## What to work on
Copy every line of the entries below, from the line with "Identify a point on every instance of the distant" up to and including the line with "x=445 y=230". Offset each x and y coordinate value by adding 29, and leave all other text unchanged.
[Begin Information provided]
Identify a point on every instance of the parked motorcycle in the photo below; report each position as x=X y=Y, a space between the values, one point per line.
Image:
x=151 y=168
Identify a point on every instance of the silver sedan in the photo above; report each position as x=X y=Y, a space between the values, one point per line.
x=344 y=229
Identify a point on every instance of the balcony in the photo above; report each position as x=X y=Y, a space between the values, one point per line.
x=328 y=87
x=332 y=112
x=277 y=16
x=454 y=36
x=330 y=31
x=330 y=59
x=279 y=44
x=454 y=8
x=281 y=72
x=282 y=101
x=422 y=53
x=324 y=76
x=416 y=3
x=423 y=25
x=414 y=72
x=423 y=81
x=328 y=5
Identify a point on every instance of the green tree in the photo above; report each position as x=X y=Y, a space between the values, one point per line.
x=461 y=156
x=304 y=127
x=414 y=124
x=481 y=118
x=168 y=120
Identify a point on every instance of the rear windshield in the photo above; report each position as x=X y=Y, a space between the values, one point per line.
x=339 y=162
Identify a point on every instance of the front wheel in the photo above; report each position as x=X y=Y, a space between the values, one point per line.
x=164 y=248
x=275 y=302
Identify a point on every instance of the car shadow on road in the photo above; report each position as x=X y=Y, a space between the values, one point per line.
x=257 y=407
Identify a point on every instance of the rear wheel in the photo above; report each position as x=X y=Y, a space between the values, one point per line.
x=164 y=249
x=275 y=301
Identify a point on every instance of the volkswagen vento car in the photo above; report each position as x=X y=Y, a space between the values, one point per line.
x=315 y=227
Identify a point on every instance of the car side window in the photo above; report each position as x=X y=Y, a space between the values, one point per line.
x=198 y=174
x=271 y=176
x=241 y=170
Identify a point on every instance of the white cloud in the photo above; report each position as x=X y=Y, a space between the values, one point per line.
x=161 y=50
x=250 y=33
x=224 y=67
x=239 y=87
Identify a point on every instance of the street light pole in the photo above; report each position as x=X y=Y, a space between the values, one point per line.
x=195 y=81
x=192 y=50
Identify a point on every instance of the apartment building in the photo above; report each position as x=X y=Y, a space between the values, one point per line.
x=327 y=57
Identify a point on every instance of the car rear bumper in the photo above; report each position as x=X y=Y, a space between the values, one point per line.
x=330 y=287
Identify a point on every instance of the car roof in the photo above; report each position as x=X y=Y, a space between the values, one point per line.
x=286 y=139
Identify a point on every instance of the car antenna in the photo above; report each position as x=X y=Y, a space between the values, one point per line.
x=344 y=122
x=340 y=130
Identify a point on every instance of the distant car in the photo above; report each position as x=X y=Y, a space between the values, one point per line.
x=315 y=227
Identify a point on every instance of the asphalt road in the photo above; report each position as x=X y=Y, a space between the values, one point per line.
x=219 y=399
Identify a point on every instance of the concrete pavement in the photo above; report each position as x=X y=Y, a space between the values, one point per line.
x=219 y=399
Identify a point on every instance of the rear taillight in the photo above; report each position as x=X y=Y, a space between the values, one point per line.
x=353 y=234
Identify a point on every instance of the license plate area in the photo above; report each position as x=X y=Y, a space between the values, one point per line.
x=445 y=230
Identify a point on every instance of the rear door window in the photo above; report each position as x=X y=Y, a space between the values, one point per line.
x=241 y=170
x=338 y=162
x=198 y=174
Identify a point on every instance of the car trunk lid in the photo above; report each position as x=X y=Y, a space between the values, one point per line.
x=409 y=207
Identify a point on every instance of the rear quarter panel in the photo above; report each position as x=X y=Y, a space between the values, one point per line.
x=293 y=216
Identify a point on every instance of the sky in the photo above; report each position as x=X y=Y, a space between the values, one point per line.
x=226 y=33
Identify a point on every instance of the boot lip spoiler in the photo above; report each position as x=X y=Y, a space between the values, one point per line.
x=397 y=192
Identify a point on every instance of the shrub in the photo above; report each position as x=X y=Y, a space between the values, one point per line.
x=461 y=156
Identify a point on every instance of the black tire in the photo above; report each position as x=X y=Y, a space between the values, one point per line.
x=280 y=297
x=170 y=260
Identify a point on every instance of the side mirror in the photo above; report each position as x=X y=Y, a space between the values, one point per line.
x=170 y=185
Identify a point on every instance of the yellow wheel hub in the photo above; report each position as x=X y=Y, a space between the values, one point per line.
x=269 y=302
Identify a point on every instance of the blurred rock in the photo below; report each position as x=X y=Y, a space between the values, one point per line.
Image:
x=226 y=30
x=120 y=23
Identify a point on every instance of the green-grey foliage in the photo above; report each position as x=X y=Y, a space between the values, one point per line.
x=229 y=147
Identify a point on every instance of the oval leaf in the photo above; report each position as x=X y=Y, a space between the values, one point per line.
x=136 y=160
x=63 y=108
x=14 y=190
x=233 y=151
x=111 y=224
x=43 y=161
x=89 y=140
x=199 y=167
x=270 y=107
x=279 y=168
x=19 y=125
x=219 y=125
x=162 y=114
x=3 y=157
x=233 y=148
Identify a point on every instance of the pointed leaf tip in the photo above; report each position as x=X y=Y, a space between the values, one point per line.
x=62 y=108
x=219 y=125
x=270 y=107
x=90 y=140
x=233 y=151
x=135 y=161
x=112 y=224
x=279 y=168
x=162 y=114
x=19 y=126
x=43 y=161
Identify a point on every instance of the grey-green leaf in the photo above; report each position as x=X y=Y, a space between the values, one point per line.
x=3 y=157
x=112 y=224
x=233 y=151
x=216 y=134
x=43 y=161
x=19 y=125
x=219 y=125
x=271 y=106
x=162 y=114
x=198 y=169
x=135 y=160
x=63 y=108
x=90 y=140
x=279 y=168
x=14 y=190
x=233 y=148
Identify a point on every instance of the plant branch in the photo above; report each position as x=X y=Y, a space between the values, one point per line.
[End Information provided]
## Response for this exercise
Identify a point on every instance of the distant car in the photo above; report each position as x=X y=Y, a space between the values, one point per line.
x=344 y=256
Identify a point on every instance of the asphalt road in the photo above; report each position as x=X y=Y, a space between the values, one point per line.
x=248 y=428
Identify a point on every instance of the concrete pavement in the photo above; report each position as x=X y=Y, a space between the values, one point per line.
x=248 y=428
Identify a point on every instance of the rear taillight in the photo above; report each position as x=X y=Y, a space between the values, one point per line.
x=382 y=263
Identify a point on every instance of the license plate area in the photo above; report each position as x=X y=Y, a space between the values, one point per line.
x=474 y=259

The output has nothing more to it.